**AUFGABEN:**
A. Welche drei Dinge tut die Ich-Erzählerin im Text über das Leben im Hier und Jetzt gedanklich, wenn sie sich oft dabei ertappt?
B. Fasse im Text über das Leben im Hier und Jetzt den Absatz, der mit „Häufig befinde ich mich innerlich im Wartemodus“ beginnt, als kurze Stichpunktliste zusammen und behalte dabei seine wichtigsten Aussagen bei.
C. Gib aus dem Text über das Leben im Hier und Jetzt einen Abschnitt unverändert aus: Beginne bei den Worten „- „Wenn es wieder“ und höre nach „du weitermachen darfst?“ auf.

**BEREITGESTELLTER TEXT:**
+---+
„Ich kann nicht mehr warten, Mama!“, sagt meine Tochter zu mir und meint damit: Ich möchte JETZT mit dir spielen Mama, in diesem Augenblick und nicht erst in 1,2, oder gar 5 Minuten. „Wann bist du endlich da, Mama?“, fragt sie weiter und meint damit: Wann bist du hier bei mir und wirklich für mich da? Nicht nur körperlich im selben Raum, sondern auch gedanklich anwesend? Ganz im jetzigen Augenblick und nicht schon wieder bei gestern oder morgen? Ja, wann? Und wie? Ein Text mit vielen Fragen und einigen Antwortversuchen…
Wirklich da sein, im Hier und Jetzt leben, den Augenblick achtsam wahrnehmen, mit allen Sinnen erleben und genießen – eine große Herausforderung.
Oft ertappe ich mich, wie ich gedanklich To-Do-Listen umsortiere, den Einkaufszettel im Kopf ergänze oder den nächsten Kindergeburtstag plane. Weil mein Alltag und mein Kopf übervoll sind und ich Angst habe, etwas zu vergessen oder zu verpassen – dabei verpasse ich gerade dann etwas. Nämlich das Leben, dass sich direkt im Hier und Jetzt vor meiner Nase abspielt. Das Leben, von dem ich häufig das Gefühl habe, es rast an mir vorbei und es lebt mich statt andersherum. Dabei rast es vor allem, weil ich nicht im Hier und Jetzt bin.
Leben im Wartemodus
Häufig befinde ich mich innerlich im Wartemodus. Denn ich habe manchmal das Gefühl, der normale Alltag ist vergeudete Zeit. Wenn nichts Neues passiert und ich einfach so vor mich hinlebe. Meist warte ich dann auf den (nächsten) großen Moment oder bestimmte Ereignisse, um endlich etwas zu tun und zu verändern oder um Glück und Erfüllung zu finden. Die vielen kleinen Wunder, die das normale Leben mir schenkt, nehme ich kaum wahr.
- „Wenn es wieder wärmer wird, dann fange ich endlich wieder mit Sport an für meine Bikinifigur.“
- „Wenn unser Kind erstmal geboren ist, dann haben wir alles, was wir wollten.“
- „Wenn die Kinder in den Kindergarten gehen, dann nehme ich mir wieder Zeit für mich.“
- „Wenn wir endlich einen Babysitter haben, können wir an unserer Paarbeziehung arbeiten.“
- „Wenn die Kinder groß sind, können wir endlich unsere eigenen Träume erfüllen, z.B. mehr reisen, auswandern.“
- „Wenn endlich mal weniger zu tun ist, treffe ich mich wieder mit meinen Freunden.“
- Oder eben „WENN ich dies und jenes erledigt habe, DANN spiele ich mit dir, Kind.“
Kommen dir solche Gedanken bekannt vor? Bei denen die Ampel im Kopf ständig auf Gelb steht und du weißt nicht, wann sie wieder auf grün geht und du weitermachen darfst?
+---+
**ANGEZEIGTE DATENSÄTZE:**
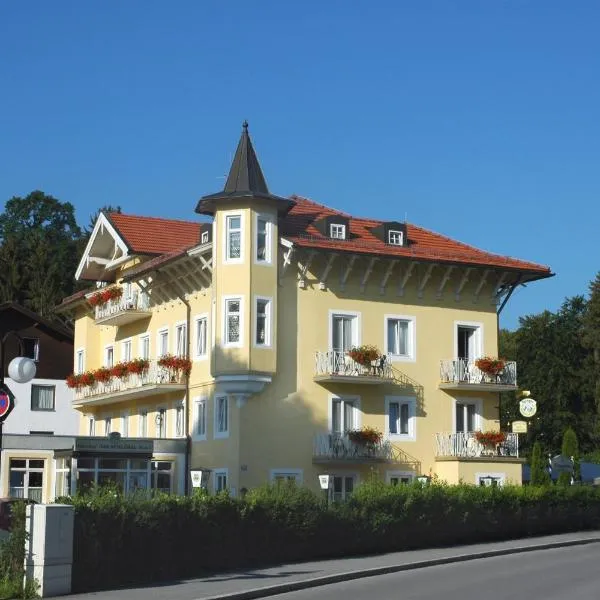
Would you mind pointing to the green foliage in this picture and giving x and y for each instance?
(539, 473)
(122, 540)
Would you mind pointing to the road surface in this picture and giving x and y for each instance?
(560, 574)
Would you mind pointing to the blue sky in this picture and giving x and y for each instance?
(479, 120)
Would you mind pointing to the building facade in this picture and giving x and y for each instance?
(276, 338)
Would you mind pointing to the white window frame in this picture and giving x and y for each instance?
(389, 475)
(226, 300)
(221, 472)
(219, 435)
(197, 319)
(79, 365)
(412, 338)
(338, 228)
(478, 326)
(226, 230)
(200, 401)
(500, 476)
(356, 410)
(159, 333)
(356, 329)
(141, 340)
(411, 436)
(297, 474)
(124, 343)
(398, 233)
(478, 419)
(268, 321)
(106, 349)
(268, 238)
(180, 325)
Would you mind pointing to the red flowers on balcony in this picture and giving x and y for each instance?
(106, 295)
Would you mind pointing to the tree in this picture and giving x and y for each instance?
(539, 473)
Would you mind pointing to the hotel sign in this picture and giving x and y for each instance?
(116, 445)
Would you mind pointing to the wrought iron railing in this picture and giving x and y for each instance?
(464, 370)
(155, 374)
(337, 362)
(463, 444)
(137, 301)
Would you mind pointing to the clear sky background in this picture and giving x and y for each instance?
(479, 120)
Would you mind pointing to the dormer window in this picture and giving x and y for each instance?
(337, 231)
(395, 238)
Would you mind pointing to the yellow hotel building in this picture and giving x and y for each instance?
(267, 297)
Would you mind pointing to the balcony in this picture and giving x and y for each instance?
(124, 310)
(337, 367)
(463, 374)
(155, 380)
(464, 445)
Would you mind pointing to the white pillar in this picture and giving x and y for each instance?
(49, 547)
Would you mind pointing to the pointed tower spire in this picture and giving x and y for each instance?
(245, 180)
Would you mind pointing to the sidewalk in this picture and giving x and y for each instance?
(243, 585)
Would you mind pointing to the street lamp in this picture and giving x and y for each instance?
(20, 369)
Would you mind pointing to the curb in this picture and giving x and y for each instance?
(294, 586)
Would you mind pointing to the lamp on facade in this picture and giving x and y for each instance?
(20, 369)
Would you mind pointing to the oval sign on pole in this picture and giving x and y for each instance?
(528, 407)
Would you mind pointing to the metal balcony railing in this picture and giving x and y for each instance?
(465, 445)
(337, 362)
(464, 370)
(155, 375)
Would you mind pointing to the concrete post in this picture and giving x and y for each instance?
(49, 547)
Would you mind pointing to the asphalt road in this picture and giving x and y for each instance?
(561, 574)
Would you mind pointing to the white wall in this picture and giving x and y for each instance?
(63, 420)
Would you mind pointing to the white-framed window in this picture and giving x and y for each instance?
(344, 330)
(143, 422)
(161, 422)
(162, 346)
(145, 346)
(262, 322)
(401, 418)
(179, 420)
(125, 423)
(400, 337)
(233, 321)
(31, 348)
(344, 414)
(109, 356)
(233, 238)
(126, 353)
(180, 339)
(490, 479)
(220, 480)
(221, 416)
(263, 239)
(201, 342)
(337, 231)
(399, 477)
(285, 475)
(42, 397)
(395, 238)
(200, 420)
(80, 361)
(467, 415)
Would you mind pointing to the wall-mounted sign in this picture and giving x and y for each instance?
(519, 426)
(7, 402)
(528, 407)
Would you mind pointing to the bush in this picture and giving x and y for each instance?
(139, 540)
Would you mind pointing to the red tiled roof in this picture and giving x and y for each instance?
(153, 235)
(298, 227)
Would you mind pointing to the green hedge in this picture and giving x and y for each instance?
(133, 540)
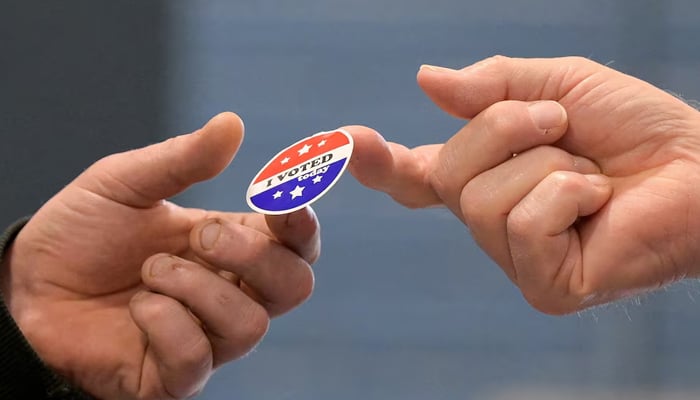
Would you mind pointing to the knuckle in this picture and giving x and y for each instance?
(499, 119)
(196, 357)
(255, 325)
(565, 181)
(305, 287)
(520, 222)
(438, 179)
(475, 203)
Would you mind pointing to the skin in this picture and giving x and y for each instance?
(114, 289)
(582, 183)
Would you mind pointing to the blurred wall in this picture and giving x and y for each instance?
(78, 80)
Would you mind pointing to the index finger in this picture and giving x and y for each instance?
(465, 93)
(392, 168)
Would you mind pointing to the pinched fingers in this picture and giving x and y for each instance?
(233, 322)
(393, 168)
(277, 275)
(491, 138)
(547, 250)
(300, 231)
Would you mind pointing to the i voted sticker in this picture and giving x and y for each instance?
(300, 174)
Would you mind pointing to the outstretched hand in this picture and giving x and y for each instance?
(581, 182)
(132, 296)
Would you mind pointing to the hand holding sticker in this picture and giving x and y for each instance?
(300, 174)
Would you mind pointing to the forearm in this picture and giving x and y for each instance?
(22, 373)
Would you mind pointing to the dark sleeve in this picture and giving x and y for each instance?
(22, 373)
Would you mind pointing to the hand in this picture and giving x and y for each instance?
(603, 198)
(131, 296)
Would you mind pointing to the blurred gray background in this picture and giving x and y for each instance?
(406, 306)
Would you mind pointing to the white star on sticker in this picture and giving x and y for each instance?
(296, 192)
(304, 149)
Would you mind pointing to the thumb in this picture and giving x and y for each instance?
(466, 92)
(142, 177)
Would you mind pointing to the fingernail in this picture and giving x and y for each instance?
(436, 68)
(139, 295)
(547, 114)
(598, 179)
(160, 265)
(209, 235)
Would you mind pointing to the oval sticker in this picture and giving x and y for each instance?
(300, 174)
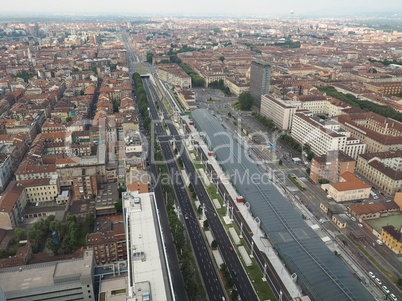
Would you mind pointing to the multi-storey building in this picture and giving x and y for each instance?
(321, 138)
(6, 170)
(380, 134)
(280, 112)
(330, 166)
(175, 75)
(385, 87)
(71, 279)
(392, 238)
(41, 190)
(110, 246)
(260, 77)
(85, 187)
(383, 169)
(349, 188)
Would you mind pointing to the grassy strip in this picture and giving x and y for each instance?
(293, 180)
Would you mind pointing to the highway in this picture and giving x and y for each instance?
(176, 275)
(206, 267)
(242, 282)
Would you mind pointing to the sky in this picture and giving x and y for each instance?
(203, 7)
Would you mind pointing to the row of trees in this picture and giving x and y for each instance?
(142, 98)
(177, 229)
(368, 106)
(55, 235)
(197, 81)
(265, 121)
(386, 62)
(246, 101)
(219, 84)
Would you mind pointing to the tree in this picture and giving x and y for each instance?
(214, 244)
(149, 57)
(246, 101)
(234, 295)
(119, 206)
(52, 245)
(90, 221)
(20, 234)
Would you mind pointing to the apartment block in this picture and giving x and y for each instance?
(320, 137)
(260, 78)
(280, 112)
(71, 279)
(85, 187)
(330, 166)
(6, 170)
(383, 169)
(110, 246)
(349, 188)
(392, 238)
(175, 75)
(380, 134)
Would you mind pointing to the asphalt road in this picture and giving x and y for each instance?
(206, 267)
(241, 280)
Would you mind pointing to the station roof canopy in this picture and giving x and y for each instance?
(320, 273)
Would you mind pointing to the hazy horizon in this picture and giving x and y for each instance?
(205, 7)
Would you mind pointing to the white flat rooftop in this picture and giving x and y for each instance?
(143, 249)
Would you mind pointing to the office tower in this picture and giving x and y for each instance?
(260, 77)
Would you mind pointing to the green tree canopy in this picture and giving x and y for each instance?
(246, 101)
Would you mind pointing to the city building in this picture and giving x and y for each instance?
(323, 136)
(85, 187)
(330, 166)
(380, 134)
(110, 246)
(383, 169)
(320, 137)
(175, 75)
(58, 280)
(367, 211)
(280, 112)
(6, 170)
(348, 188)
(143, 249)
(260, 77)
(392, 238)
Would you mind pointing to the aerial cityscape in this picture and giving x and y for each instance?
(201, 151)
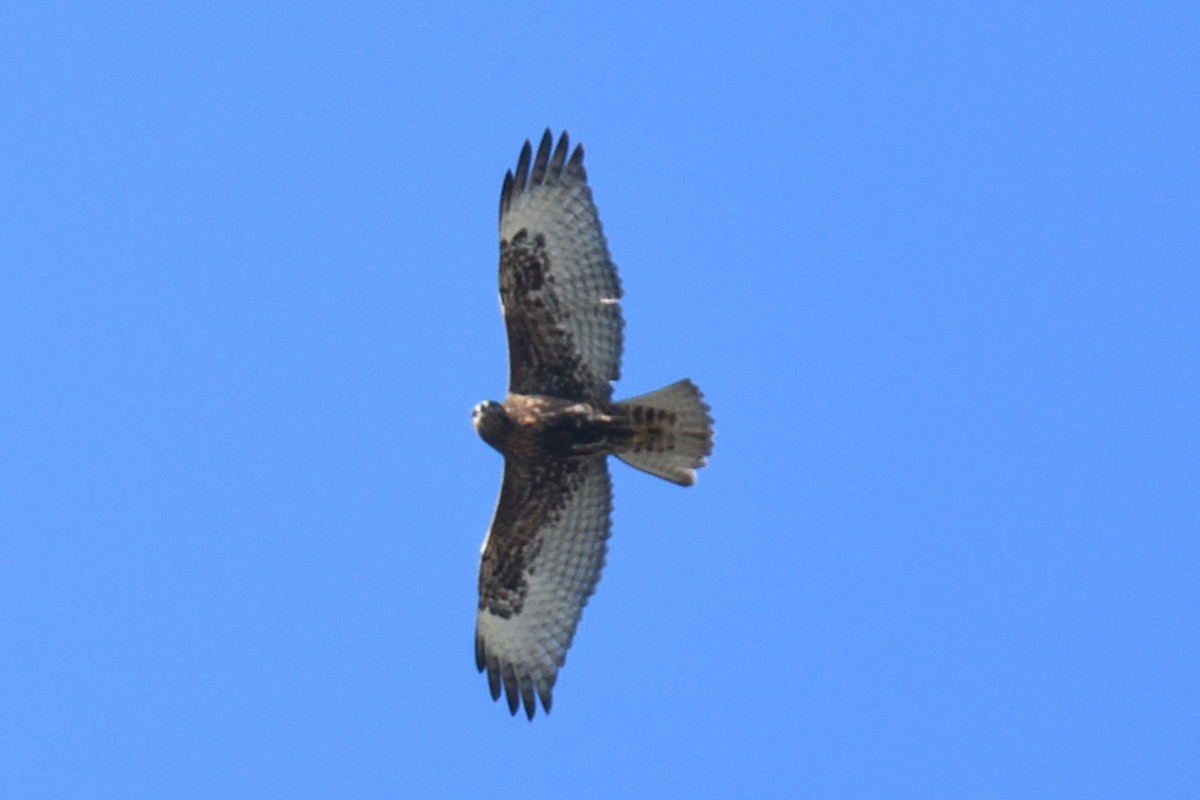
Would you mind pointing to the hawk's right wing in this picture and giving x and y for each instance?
(541, 561)
(558, 286)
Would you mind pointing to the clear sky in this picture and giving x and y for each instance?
(935, 265)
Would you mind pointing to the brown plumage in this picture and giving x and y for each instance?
(558, 423)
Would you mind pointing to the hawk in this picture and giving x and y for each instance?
(559, 294)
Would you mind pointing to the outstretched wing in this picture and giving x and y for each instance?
(540, 564)
(558, 286)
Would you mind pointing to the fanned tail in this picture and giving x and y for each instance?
(672, 432)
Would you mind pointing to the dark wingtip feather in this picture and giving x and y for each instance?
(543, 160)
(507, 193)
(559, 158)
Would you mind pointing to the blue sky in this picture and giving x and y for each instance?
(935, 268)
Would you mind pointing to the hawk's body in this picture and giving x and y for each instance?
(543, 555)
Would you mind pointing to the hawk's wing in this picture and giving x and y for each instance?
(558, 287)
(541, 560)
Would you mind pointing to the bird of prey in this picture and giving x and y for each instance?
(559, 294)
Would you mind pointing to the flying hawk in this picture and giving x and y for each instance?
(558, 425)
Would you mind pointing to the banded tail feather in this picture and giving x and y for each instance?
(672, 432)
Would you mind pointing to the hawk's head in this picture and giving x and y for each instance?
(491, 423)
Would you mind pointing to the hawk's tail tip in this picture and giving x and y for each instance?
(672, 432)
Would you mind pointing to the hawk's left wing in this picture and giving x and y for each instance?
(558, 286)
(540, 564)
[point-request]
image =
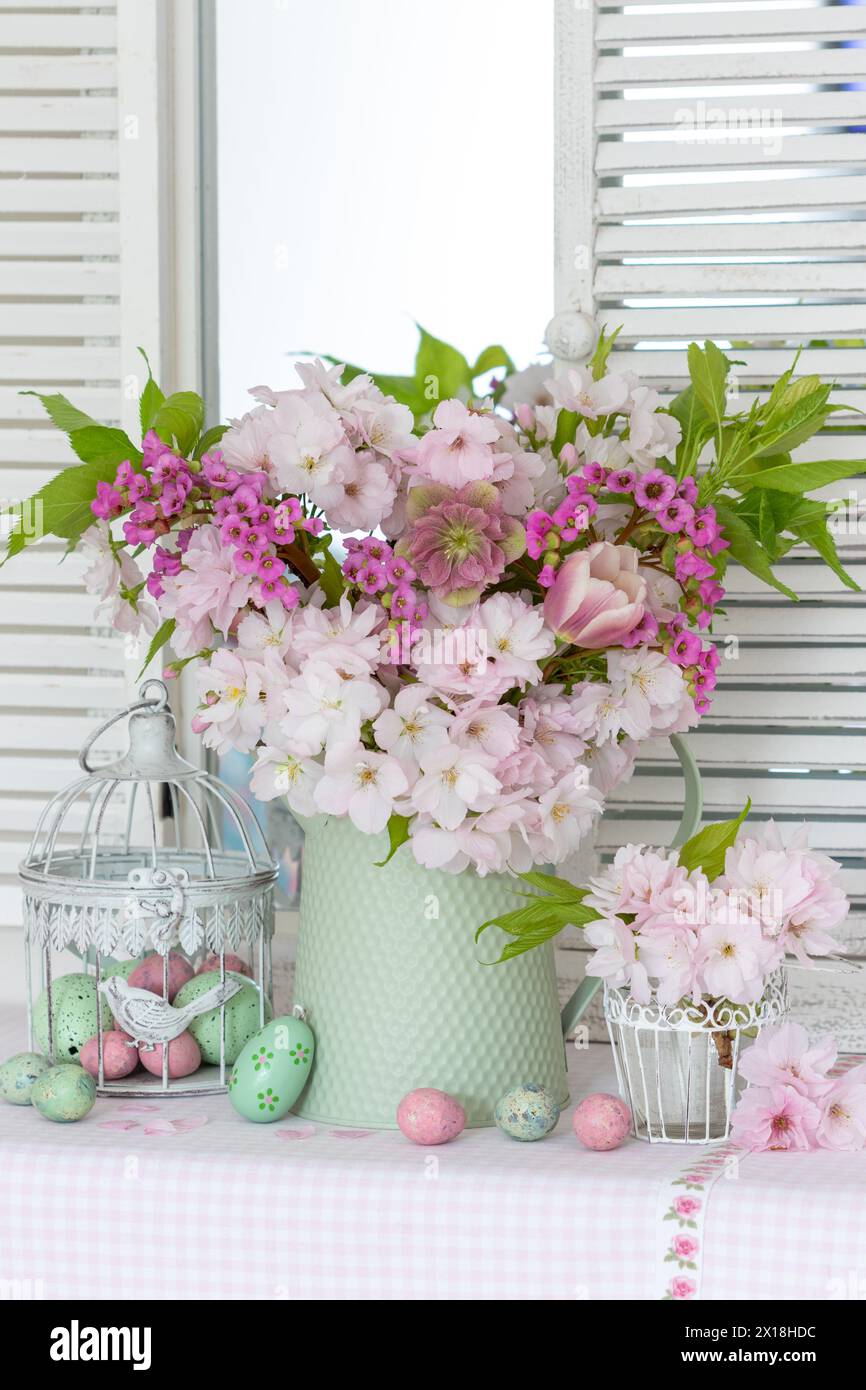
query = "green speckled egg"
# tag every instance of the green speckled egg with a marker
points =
(528, 1112)
(64, 1093)
(123, 968)
(273, 1070)
(18, 1073)
(74, 1016)
(241, 1016)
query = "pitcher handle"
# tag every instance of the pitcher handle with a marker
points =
(692, 808)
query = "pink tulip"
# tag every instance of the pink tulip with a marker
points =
(597, 597)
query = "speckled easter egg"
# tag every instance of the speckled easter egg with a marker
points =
(123, 968)
(74, 1016)
(273, 1070)
(527, 1112)
(428, 1116)
(184, 1057)
(235, 963)
(18, 1073)
(64, 1093)
(118, 1058)
(149, 973)
(602, 1121)
(241, 1018)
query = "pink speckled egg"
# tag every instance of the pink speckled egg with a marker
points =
(601, 1121)
(118, 1059)
(184, 1057)
(149, 973)
(235, 963)
(430, 1116)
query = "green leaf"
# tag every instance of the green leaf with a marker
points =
(439, 369)
(566, 430)
(805, 477)
(549, 920)
(598, 363)
(63, 413)
(816, 533)
(706, 849)
(180, 420)
(331, 577)
(491, 357)
(398, 834)
(747, 549)
(708, 369)
(60, 508)
(558, 888)
(157, 642)
(149, 403)
(104, 446)
(207, 441)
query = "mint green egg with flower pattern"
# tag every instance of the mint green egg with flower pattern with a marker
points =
(273, 1070)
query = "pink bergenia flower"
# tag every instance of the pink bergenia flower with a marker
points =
(460, 446)
(598, 597)
(460, 541)
(774, 1116)
(784, 1057)
(843, 1123)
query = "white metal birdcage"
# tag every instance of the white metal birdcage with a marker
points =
(200, 884)
(677, 1065)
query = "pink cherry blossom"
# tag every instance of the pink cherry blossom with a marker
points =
(360, 784)
(460, 446)
(774, 1116)
(843, 1123)
(784, 1057)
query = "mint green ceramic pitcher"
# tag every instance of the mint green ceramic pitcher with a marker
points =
(396, 990)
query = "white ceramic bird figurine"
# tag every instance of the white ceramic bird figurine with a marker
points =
(148, 1018)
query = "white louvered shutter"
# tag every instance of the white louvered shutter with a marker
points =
(84, 268)
(712, 184)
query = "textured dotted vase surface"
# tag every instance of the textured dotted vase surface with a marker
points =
(396, 993)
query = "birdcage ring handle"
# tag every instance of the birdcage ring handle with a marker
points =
(154, 705)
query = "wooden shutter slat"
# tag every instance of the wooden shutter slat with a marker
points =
(824, 22)
(702, 152)
(645, 68)
(616, 113)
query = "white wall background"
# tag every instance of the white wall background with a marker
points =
(380, 163)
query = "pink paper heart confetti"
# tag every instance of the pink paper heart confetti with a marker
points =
(298, 1132)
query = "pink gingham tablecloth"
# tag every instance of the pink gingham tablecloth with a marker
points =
(121, 1207)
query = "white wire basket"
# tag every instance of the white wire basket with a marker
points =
(677, 1066)
(95, 900)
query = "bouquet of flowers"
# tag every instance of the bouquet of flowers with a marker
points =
(794, 1101)
(441, 609)
(706, 923)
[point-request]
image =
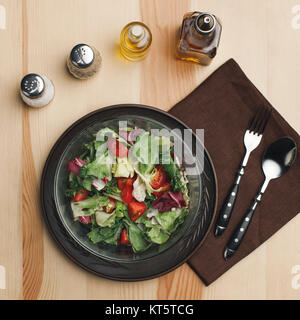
+---+
**LÖSUNGSÜBERSICHT:**
A. Sie sortiert To-Do-Listen um, ergänzt den Einkaufszettel im Kopf oder plant den nächsten Kindergeburtstag.

B.
- Die Erzählerin befindet sich häufig innerlich im Wartemodus.
- Den normalen Alltag empfindet sie manchmal als vergeudete Zeit, wenn nichts Neues passiert.
- Sie wartet meist auf den nächsten großen Moment oder bestimmte Ereignisse, um etwas zu tun, etwas zu verändern oder Glück und Erfüllung zu finden.
- Die vielen kleinen Wunder des normalen Lebens nimmt sie kaum wahr.

C.
- „Wenn es wieder wärmer wird, dann fange ich endlich wieder mit Sport an für meine Bikinifigur.“
- „Wenn unser Kind erstmal geboren ist, dann haben wir alles, was wir wollten.“
- „Wenn die Kinder in den Kindergarten gehen, dann nehme ich mir wieder Zeit für mich.“
- „Wenn wir endlich einen Babysitter haben, können wir an unserer Paarbeziehung arbeiten.“
- „Wenn die Kinder groß sind, können wir endlich unsere eigenen Träume erfüllen, z.B. mehr reisen, auswandern.“
- „Wenn endlich mal weniger zu tun ist, treffe ich mich wieder mit meinen Freunden.“
- Oder eben „WENN ich dies und jenes erledigt habe, DANN spiele ich mit dir, Kind.“
Kommen dir solche Gedanken bekannt vor? Bei denen die Ampel im Kopf ständig auf Gelb steht und du weißt nicht, wann sie wieder auf grün geht und du weitermachen darfst?